SOURCE PASSAGE:
————————
But! Even considering the problem with mind-body duality, or taking any kind of nuanced view on the unalloyed good of the cutting edge in bodymod, puts me on the wrong side of Steve Yegge -- because he raises the logical rudeness shields at the end of his piece and throughout the comment board. He condescends to people who ask questions, or who are addressing the world as it is, not as he imagines it might be. He calls them sheep.

The point of the article is that YOU are a SOUL. Your body -- including your race, gender, genetic makeup, all the things I know nothing at all about as we interact through the internet -- they're effectively just accidents. They don't matter. So you should be able to change them.

I would indeed like to be able to change some things about myself, in my mind and in my body, and am making slow progress towards them.

But, if I am a soul, I am a contingent one. An accident, a sperm and an egg meeting, created me. In fact, nearly all births of humans have been accidents in that way. And the accidents - gender, race, geography, teacher lotteries, weather, accent, car crashes, books being checked out from the library -- make us who we are. The accidents do matter. I can't extricate my soul from my past any more than water can extricate itself from wetness.

Yegge writes, "You're holding on to notions like 'race' and 'gender' that may literally be meaningless words within 100 years." He later takes off the qualifier:

...notions of "race" and "gender" are going to be obsolete in 100 to 200 years, hence racism and sexism will be roughly equivalent to pants-ism and shirts-ism...

It would be completely awesome for men to be able to switch into women, physically and psychologically, with a quick bit of outpatient surgery. I'm talking the ability to conceive and give birth, lactation, height and weight shifts, Venusian temperament, longer lifespan, the whole deal.

But until everyone can have kids, or no one has to (the dependable existence of willing incubators?), gender has a lot to do with who can depend on never getting pregnant and who can't.
————————
RAW DATA:
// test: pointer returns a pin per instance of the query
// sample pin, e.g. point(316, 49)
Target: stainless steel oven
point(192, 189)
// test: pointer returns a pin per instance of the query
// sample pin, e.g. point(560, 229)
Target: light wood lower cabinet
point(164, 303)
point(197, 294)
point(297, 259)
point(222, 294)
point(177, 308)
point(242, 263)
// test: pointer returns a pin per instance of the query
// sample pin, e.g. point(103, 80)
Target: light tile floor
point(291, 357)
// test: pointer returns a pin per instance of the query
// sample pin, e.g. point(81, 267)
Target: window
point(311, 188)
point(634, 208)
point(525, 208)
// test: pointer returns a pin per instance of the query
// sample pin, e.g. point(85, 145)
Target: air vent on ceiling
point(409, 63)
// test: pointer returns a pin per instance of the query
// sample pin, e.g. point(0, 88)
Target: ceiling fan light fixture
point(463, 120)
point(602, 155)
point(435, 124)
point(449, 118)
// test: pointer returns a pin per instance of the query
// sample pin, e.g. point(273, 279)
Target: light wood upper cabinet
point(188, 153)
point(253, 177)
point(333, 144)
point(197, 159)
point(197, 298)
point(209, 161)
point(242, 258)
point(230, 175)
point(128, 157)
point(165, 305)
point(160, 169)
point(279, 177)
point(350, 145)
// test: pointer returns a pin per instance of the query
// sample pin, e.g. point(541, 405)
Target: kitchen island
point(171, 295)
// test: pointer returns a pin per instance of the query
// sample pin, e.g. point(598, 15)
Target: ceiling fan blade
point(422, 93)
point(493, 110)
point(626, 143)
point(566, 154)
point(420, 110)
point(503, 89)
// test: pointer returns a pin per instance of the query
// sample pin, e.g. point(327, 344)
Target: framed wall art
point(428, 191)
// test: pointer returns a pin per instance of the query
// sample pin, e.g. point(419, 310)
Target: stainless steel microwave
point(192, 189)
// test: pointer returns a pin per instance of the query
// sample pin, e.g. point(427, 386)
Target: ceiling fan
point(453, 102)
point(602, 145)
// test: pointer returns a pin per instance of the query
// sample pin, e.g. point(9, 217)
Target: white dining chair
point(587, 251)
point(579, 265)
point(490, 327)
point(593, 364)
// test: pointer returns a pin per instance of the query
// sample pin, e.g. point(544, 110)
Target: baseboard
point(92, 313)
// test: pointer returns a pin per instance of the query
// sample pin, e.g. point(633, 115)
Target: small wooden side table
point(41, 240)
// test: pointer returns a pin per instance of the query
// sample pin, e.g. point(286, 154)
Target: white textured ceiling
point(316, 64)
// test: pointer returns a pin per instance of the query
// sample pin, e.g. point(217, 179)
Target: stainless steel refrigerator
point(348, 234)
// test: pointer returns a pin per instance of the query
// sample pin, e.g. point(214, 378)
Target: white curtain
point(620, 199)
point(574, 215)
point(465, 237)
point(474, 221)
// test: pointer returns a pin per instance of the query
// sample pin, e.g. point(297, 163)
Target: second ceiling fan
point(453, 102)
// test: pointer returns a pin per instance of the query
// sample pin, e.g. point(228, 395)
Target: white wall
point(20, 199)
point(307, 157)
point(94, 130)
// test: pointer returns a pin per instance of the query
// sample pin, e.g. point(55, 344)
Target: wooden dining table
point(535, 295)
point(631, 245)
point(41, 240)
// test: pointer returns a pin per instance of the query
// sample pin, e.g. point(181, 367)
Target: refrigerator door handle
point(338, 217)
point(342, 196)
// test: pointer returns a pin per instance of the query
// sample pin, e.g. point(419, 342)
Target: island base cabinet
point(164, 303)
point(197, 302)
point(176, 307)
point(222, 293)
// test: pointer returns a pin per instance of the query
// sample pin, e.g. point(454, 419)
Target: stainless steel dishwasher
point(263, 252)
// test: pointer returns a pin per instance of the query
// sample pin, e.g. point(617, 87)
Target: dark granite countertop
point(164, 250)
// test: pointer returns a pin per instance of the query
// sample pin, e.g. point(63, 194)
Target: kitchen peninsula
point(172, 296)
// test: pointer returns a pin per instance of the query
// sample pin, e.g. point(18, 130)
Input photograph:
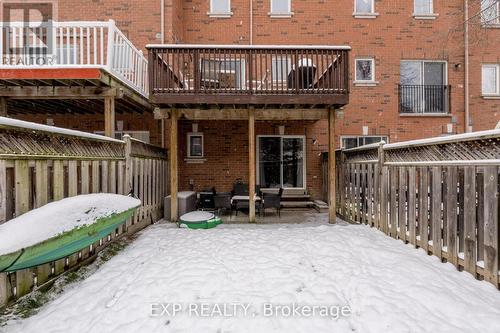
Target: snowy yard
point(386, 285)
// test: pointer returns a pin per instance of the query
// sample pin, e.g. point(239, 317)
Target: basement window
point(490, 80)
point(348, 142)
point(281, 8)
point(195, 145)
point(424, 10)
point(490, 13)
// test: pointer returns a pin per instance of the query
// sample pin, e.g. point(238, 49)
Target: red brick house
point(414, 72)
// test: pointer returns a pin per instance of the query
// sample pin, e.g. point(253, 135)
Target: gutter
point(467, 127)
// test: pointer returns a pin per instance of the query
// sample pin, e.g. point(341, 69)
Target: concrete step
point(297, 204)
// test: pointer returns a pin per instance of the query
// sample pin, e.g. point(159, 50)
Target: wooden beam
point(331, 166)
point(109, 117)
point(256, 99)
point(57, 92)
point(242, 114)
point(3, 107)
point(251, 164)
point(173, 165)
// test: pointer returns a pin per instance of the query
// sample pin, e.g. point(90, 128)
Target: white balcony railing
point(74, 45)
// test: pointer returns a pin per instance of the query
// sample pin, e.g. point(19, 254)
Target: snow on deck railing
point(74, 45)
point(21, 124)
point(40, 164)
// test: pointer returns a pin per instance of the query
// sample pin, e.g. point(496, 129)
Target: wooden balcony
point(238, 75)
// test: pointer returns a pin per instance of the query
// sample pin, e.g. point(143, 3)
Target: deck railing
point(424, 98)
point(40, 164)
point(236, 70)
point(439, 194)
point(73, 45)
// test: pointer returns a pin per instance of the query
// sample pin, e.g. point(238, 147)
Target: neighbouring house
point(401, 70)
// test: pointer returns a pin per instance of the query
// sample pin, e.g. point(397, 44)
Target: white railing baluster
point(101, 45)
point(95, 45)
point(82, 55)
point(110, 46)
point(23, 46)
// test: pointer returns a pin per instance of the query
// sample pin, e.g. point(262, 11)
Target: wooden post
point(3, 107)
point(331, 166)
point(109, 116)
point(173, 165)
point(251, 164)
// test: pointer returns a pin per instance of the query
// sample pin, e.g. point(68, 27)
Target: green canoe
point(63, 244)
point(199, 220)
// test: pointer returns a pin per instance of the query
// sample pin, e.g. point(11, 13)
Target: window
point(348, 142)
point(280, 68)
point(281, 7)
point(423, 7)
point(491, 80)
point(365, 70)
point(220, 7)
point(68, 54)
point(490, 12)
point(195, 145)
point(364, 6)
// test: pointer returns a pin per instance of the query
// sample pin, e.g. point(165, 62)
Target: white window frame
point(494, 23)
point(304, 166)
point(227, 13)
point(276, 14)
point(497, 83)
point(372, 60)
point(189, 136)
point(358, 14)
point(385, 138)
point(424, 16)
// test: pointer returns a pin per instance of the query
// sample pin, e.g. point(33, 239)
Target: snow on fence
point(40, 164)
point(73, 44)
point(440, 194)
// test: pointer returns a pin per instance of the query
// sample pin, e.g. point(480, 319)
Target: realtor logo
point(27, 32)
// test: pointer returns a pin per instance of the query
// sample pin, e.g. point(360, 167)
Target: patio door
point(281, 161)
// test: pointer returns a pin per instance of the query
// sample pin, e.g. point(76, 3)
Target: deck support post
point(109, 117)
point(331, 167)
point(173, 155)
point(251, 164)
point(3, 107)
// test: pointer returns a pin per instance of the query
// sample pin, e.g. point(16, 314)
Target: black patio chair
point(272, 200)
point(222, 202)
point(244, 204)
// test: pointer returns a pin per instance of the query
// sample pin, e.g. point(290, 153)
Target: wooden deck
point(190, 76)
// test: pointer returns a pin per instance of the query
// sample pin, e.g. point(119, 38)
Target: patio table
point(244, 198)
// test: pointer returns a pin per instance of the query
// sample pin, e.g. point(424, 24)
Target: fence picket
point(436, 194)
point(470, 220)
point(451, 215)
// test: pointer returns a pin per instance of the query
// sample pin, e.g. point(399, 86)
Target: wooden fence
point(40, 164)
point(439, 194)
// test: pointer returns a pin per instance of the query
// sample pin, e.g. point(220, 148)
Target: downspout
point(162, 33)
point(251, 22)
point(467, 126)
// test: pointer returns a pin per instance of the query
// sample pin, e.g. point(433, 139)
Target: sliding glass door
point(281, 161)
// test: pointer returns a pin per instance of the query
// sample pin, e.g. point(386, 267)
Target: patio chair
point(222, 202)
point(272, 200)
point(244, 205)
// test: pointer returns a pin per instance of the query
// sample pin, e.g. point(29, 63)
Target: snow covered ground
point(262, 271)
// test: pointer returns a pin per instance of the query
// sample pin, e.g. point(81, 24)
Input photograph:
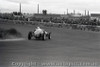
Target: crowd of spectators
point(70, 23)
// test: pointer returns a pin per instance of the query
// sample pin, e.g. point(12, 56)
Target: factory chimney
point(85, 12)
point(67, 11)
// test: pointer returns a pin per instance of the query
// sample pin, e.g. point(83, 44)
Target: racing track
point(65, 46)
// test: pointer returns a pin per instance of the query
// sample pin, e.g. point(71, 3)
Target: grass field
point(65, 45)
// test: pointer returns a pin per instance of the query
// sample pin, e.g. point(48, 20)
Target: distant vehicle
point(40, 36)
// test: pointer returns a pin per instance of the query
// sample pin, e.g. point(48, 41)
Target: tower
point(38, 9)
point(85, 12)
point(20, 7)
point(67, 11)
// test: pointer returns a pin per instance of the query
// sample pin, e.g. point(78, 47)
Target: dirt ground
point(65, 46)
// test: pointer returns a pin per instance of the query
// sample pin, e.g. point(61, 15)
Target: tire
point(29, 35)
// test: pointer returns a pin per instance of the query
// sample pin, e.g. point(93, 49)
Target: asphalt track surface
point(65, 46)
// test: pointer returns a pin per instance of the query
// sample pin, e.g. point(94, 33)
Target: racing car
point(45, 35)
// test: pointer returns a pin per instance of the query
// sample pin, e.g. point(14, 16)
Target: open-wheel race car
point(42, 36)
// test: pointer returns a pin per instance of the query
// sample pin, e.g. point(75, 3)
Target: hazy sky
point(52, 6)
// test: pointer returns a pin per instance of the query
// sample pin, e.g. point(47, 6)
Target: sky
point(52, 6)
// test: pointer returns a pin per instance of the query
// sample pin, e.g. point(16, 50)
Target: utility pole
point(67, 11)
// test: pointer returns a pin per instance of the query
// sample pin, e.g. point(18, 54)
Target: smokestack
point(85, 12)
point(38, 9)
point(67, 11)
point(20, 8)
point(74, 11)
point(88, 13)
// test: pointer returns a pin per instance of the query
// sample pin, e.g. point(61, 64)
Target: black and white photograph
point(49, 33)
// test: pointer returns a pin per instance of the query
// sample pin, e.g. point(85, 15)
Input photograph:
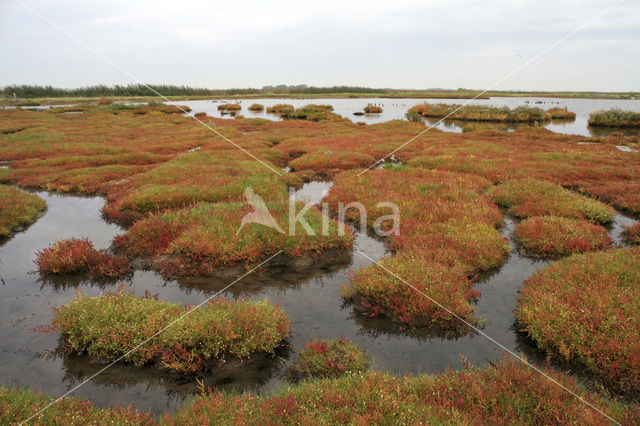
————————
WHAT THIS EXERCISE ASKS:
• A. In the passage responding to Steve Yegge, what does Yegge call the people who ask questions?
• B. List every accident named in the sentence of the passage responding to Steve Yegge that begins "And the accidents".
• C. Carry the passage responding to Steve Yegge forward from its final sentence.

RESPONSES BY TASK:
• A. Sheep.

• B. Gender, race, geography, teacher lotteries, weather, accent, car crashes, and books being checked out from the library.

• C.
Steve Yegge's focus on cosmetic Swatch-watchability tells me he thinks he's a brain in a jar. This is weird, since he's so aware of his body in another context. Then again, maybe he just thinks of it as a tool to manipulate.

He notes that he can't tell a person's race or gender over the Internet. Is he also blind to class in text? In his audience? (Race, gender, and class: the interconnecting triumvirate of historical analysis.) And does he think we won't have face-to-face contact in two hundred years? An interesting claim, but I'd want to see a plausible roadmap to getting rid of all our meatspace social needs.

And heck, there is pants-ism! And shirts-ism! If I go shirtless on a hot day, I'm breaking rules. If I wear pants instead of a skirt or dress, some people think I'm less womanly.

Generally speaking, though, I think it's pretty obvious to most rational people that the trend is towards having control over how you look, and there's nothing wrong with making yourself look better. If a change makes you happier, then it will almost certainly make the people around you happier too.
Well, who decides what's better? The "duh" answer is "you do, duh," but I am not an atom. Society influences me, and just as sexism in India and China plus sonograms turns people to selectively abort female fetuses, lookism in the US plus easy bodymod might have ill effects.

But Steve Yegge has declared logical rudeness on anyone who asks for clarification or details on his utopia. He strongly implies that anyone challenging him simply doesn't understand his claims. From the comments:

Jay, poor Jay, you're really having a rough time. I'm sorry this is so hard on you! Take a deep breath. Thaaaaat's better. Calm.

And there's more of that in the comments. I was really shocked and disappointed by the disrespect Yegge shows to people who challenge his claims; he calls them mad, scared, or uninformed.

I wouldn't have paid as much attention to his post and associated comments had he not earned so much respect from me with his many previous posts. The way he's treated his commenters on this seems out of character for him, so maybe this whole exercise is a prank. Either way, I'm wincing.